#### Texte de la page:
*****

Malgré une valorisation record et une omniprésence dans la santé numérique, Doctolib n’a jamais été rentable. L’entreprise promet d’inverser la tendance en 2025. Mais à quel prix ?

Doctolib, une croissance fulgurante sans rentabilité
Doctolib bientôt rentable ? C’est l’objectif que la licorne française s’est fixée pour 2025, après plus de dix ans d’existence et de pertes colossales. Créée en 2013, la plateforme s’est rapidement imposée comme le réflexe santé des Français, avec plus de 400 000 professionnels abonnés et des millions de rendez-vous médicaux chaque mois. Elle a transformé le quotidien des patients, notamment pendant la crise sanitaire, en s’imposant comme l’interface privilégiée de la vaccination ou des consultations à distance.
Pourtant, malgré une croissance fulgurante, l’équation économique reste incertaine. En 2024, Doctolib a généré un chiffre d’affaires compris entre 311 et 348 millions d’euros, selon les sources. Mais ses pertes demeurent abyssales : 53,8 millions d’euros selon Les Echos, 110 millions d’euros selon les chiffres exhumés par Marianne. Un décalage qui interroge sur la communication de l’entreprise et sa capacité à tenir ses promesses.
Doctolib : des investissements massifs et paris sur l’IA
Ce paradoxe s’explique par la stratégie d’« hypercroissance » assumée par Doctolib depuis ses débuts. La plateforme a misé sur l’expansion rapide et l’innovation constante pour capter le marché européen. En 2024, pas moins de 115 millions d’euros ont été investis en recherche et développement, notamment autour de l’intelligence artificielle.

*****

#### Extraits de données:

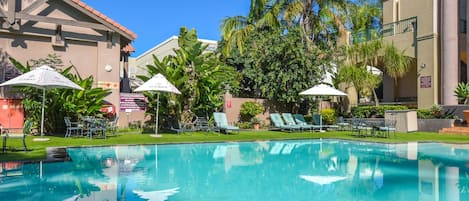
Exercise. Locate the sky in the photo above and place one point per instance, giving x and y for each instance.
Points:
(154, 21)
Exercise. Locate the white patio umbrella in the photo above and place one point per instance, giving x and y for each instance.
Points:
(158, 83)
(322, 90)
(44, 78)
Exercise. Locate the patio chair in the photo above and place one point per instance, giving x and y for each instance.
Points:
(73, 127)
(360, 128)
(288, 117)
(97, 127)
(222, 123)
(179, 127)
(389, 125)
(343, 125)
(278, 123)
(202, 124)
(26, 131)
(300, 120)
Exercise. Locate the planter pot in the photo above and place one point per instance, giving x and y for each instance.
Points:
(434, 125)
(466, 115)
(257, 126)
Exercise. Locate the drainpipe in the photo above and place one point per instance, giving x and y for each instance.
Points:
(450, 51)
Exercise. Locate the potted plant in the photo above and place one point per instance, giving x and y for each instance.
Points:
(462, 93)
(256, 122)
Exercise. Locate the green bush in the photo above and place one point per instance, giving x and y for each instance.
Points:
(328, 116)
(435, 112)
(249, 110)
(244, 125)
(375, 111)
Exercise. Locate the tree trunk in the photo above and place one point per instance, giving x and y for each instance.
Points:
(306, 23)
(375, 97)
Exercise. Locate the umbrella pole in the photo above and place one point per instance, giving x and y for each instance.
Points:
(320, 114)
(42, 115)
(157, 108)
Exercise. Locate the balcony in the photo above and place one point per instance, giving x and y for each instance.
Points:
(390, 29)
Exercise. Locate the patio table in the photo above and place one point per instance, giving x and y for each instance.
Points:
(374, 124)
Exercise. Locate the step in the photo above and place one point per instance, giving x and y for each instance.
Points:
(462, 130)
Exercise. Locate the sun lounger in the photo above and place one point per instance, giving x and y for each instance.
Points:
(222, 123)
(278, 123)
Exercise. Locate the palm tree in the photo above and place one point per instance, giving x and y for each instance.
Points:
(384, 56)
(235, 30)
(328, 20)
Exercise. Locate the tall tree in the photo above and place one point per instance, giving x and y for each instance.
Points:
(198, 74)
(281, 68)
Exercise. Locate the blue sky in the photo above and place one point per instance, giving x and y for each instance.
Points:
(156, 20)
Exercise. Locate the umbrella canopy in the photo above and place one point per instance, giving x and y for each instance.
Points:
(44, 78)
(158, 83)
(323, 90)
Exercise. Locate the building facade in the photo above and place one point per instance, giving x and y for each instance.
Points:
(82, 36)
(137, 65)
(433, 33)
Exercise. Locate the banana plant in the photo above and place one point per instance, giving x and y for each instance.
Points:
(61, 102)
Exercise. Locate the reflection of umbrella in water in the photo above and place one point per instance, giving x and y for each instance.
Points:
(322, 180)
(160, 195)
(158, 83)
(43, 78)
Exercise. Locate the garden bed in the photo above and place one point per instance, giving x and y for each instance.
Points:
(434, 125)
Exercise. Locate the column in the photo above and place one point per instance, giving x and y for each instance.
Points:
(449, 50)
(467, 38)
(125, 82)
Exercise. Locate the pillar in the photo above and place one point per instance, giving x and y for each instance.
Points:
(467, 38)
(449, 51)
(125, 82)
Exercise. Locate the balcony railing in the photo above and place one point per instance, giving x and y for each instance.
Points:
(390, 29)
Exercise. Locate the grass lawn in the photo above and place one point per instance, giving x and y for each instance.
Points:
(37, 150)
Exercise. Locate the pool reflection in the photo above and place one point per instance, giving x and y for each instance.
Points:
(278, 170)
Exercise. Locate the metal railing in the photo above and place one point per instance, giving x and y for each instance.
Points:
(390, 29)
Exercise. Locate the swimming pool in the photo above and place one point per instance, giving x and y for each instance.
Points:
(276, 170)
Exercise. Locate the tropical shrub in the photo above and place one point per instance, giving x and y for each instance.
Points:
(435, 112)
(374, 111)
(462, 92)
(249, 110)
(60, 103)
(328, 116)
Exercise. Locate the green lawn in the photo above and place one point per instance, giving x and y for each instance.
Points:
(37, 150)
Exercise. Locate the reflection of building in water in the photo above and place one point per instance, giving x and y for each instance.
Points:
(233, 157)
(429, 182)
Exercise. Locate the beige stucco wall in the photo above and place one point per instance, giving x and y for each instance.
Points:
(427, 46)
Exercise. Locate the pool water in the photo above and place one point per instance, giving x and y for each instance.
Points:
(276, 170)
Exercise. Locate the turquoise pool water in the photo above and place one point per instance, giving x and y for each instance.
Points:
(278, 170)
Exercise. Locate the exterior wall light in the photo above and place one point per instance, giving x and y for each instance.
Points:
(108, 68)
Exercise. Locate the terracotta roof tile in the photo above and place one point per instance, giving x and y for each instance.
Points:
(107, 19)
(128, 48)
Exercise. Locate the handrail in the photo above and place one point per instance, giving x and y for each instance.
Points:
(389, 29)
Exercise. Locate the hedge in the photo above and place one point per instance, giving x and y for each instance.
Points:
(375, 111)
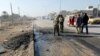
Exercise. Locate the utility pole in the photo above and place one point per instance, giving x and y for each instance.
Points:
(19, 11)
(11, 12)
(60, 6)
(98, 10)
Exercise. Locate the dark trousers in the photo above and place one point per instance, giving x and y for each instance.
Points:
(61, 26)
(86, 26)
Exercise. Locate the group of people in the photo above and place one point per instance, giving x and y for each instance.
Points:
(58, 24)
(82, 21)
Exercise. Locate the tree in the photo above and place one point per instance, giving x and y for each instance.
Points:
(64, 13)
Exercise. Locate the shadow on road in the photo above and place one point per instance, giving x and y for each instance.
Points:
(92, 47)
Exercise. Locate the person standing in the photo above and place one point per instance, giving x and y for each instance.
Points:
(85, 23)
(78, 23)
(61, 22)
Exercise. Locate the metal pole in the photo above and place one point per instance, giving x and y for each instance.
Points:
(11, 12)
(98, 10)
(60, 7)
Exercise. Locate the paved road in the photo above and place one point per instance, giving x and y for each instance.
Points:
(68, 44)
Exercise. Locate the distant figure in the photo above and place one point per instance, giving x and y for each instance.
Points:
(73, 19)
(56, 26)
(61, 21)
(79, 23)
(85, 23)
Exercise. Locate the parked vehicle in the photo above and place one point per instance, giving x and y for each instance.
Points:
(94, 21)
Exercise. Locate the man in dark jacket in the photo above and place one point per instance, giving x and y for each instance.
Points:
(79, 23)
(85, 23)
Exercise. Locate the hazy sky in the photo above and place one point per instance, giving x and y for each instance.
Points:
(43, 7)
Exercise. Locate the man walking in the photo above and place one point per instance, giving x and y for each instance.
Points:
(78, 23)
(85, 23)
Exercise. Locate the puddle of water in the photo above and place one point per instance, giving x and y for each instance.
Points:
(2, 49)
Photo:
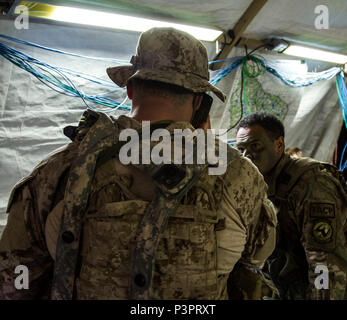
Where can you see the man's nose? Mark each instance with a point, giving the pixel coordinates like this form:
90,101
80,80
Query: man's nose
246,153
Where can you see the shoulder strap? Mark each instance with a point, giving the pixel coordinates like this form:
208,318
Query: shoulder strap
291,174
103,134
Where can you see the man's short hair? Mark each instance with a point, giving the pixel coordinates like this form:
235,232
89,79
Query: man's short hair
272,125
157,88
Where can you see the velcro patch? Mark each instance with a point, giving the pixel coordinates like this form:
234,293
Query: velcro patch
322,231
322,210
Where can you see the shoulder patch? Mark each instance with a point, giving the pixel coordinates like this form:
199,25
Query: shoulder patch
322,210
322,231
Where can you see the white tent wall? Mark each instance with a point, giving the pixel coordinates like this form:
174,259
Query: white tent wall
32,115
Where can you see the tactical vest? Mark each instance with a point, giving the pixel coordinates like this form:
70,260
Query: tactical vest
110,216
287,266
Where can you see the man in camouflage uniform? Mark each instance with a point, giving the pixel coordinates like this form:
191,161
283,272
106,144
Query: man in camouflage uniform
75,221
311,203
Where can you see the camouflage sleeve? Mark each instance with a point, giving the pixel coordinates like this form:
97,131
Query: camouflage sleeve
250,219
25,265
320,211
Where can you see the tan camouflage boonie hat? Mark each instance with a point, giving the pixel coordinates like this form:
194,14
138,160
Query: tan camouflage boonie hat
171,56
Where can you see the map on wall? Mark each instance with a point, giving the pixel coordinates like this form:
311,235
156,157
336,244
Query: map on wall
256,100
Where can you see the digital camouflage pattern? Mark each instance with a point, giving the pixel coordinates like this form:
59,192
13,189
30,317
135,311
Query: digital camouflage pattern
221,220
312,212
171,56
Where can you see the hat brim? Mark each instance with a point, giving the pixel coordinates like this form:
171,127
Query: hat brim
122,74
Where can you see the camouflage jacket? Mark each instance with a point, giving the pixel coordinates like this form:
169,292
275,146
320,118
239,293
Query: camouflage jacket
312,209
236,198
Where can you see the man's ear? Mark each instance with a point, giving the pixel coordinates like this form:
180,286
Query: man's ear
197,101
130,90
279,143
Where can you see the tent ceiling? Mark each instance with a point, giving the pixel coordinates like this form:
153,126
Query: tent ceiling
292,19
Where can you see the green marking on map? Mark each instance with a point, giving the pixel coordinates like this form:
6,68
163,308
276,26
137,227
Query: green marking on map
257,100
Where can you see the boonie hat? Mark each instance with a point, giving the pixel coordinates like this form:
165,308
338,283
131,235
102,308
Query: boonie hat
171,56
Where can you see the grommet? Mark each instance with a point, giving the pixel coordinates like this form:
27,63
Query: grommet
140,280
68,236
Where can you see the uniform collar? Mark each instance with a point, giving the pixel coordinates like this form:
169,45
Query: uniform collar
273,176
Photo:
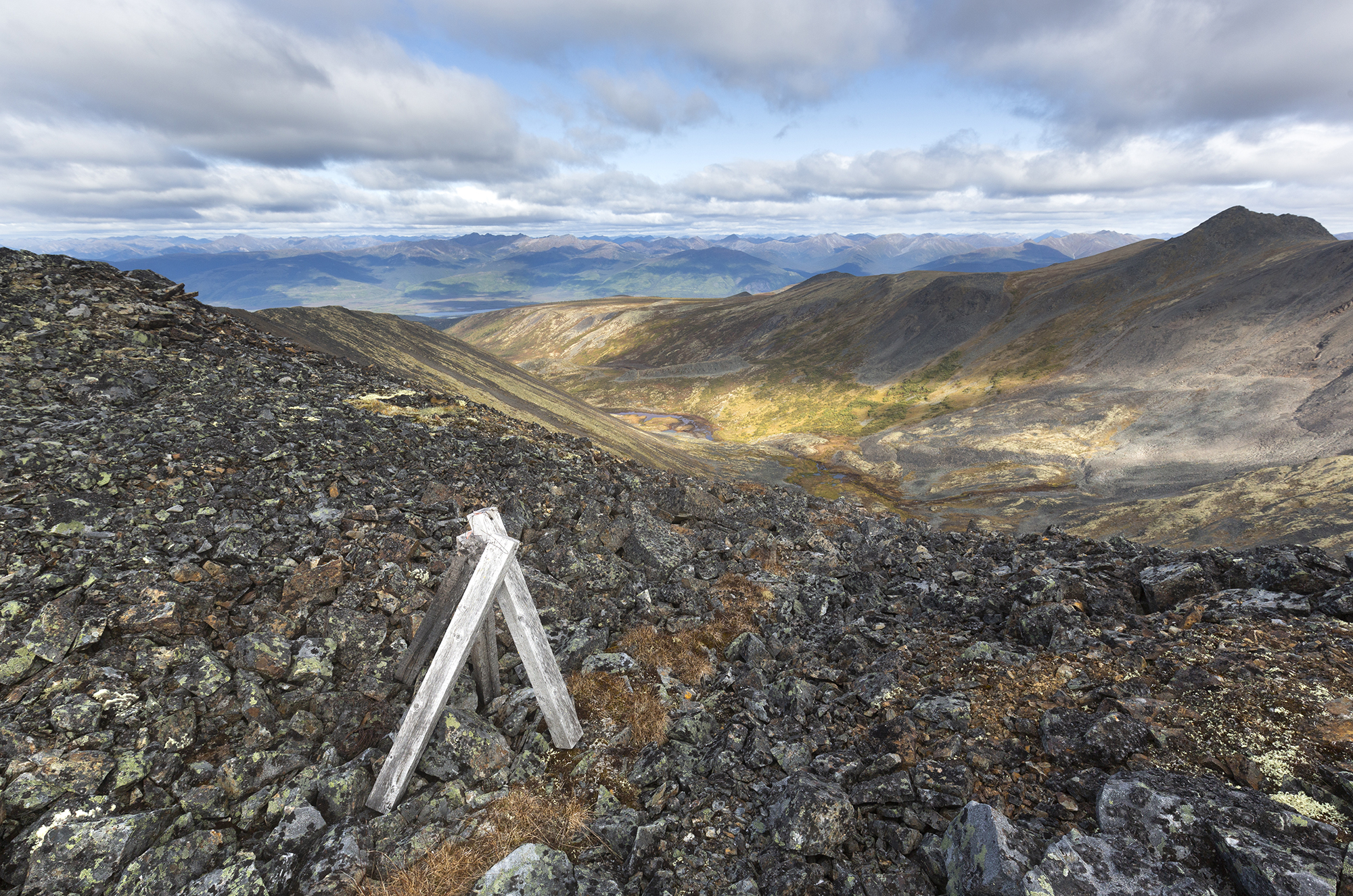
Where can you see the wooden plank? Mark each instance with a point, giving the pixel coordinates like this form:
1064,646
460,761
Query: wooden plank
484,658
431,701
438,617
532,646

*****

#### Consignes de l'exercice:
A – Recopiez tout le passage de l'article sur Doctolib, de « Malgré une valorisation » jusqu'à « consultations à distance. ».
B – D'après l'article sur Doctolib, quelle somme l'entreprise a-t-elle investie en recherche et développement en 2024 ?
C – Rédigez la suite de l'article sur Doctolib, s'il vous plaît, en reprenant après sa dernière phrase.
Les entrées forment un matériau à part, indépendant de l'article sur Doctolib.

#### Réponses dans l'ordre:
A –
Malgré une valorisation record et une omniprésence dans la santé numérique, Doctolib n’a jamais été rentable. L’entreprise promet d’inverser la tendance en 2025. Mais à quel prix ?

Doctolib, une croissance fulgurante sans rentabilité
Doctolib bientôt rentable ? C’est l’objectif que la licorne française s’est fixée pour 2025, après plus de dix ans d’existence et de pertes colossales. Créée en 2013, la plateforme s’est rapidement imposée comme le réflexe santé des Français, avec plus de 400 000 professionnels abonnés et des millions de rendez-vous médicaux chaque mois. Elle a transformé le quotidien des patients, notamment pendant la crise sanitaire, en s’imposant comme l’interface privilégiée de la vaccination ou des consultations à distance.

B – 115 millions d'euros.

C –
Durant la pandémie, Doctolib a renforcé son rôle central dans le système de santé, tout en accélérant ses développements technologiques dans l’urgence. Son modèle économique repose principalement sur la vente de logiciels et d’abonnements aux professionnels de santé, les rendez-vous restant gratuits pour les patients. Ce modèle B2B, bien que lucratif à long terme, retarde l’atteinte de l’équilibre financier.
Selon Marianne, qui avait déjà révélé en 2024 des pertes de 168 millions d’euros tenues secrètes jusque-là, la situation reste préoccupante. Si la valorisation de Doctolib atteint 6,4 milliards d’euros, ses résultats financiers posent question : la société “se vante de l’« hypercroissance » du nombre des rendez-vous médicaux mais moins de ses résultats financiers”.
Une rentabilité en 2025 ? Mais sous tensions
La clé de la future rentabilité annoncée repose sur trois leviers : l’augmentation continue du nombre d’abonnés, la progression des revenus issus des services professionnels et une réduction des investissements, une fois les grandes briques technologiques mises en place.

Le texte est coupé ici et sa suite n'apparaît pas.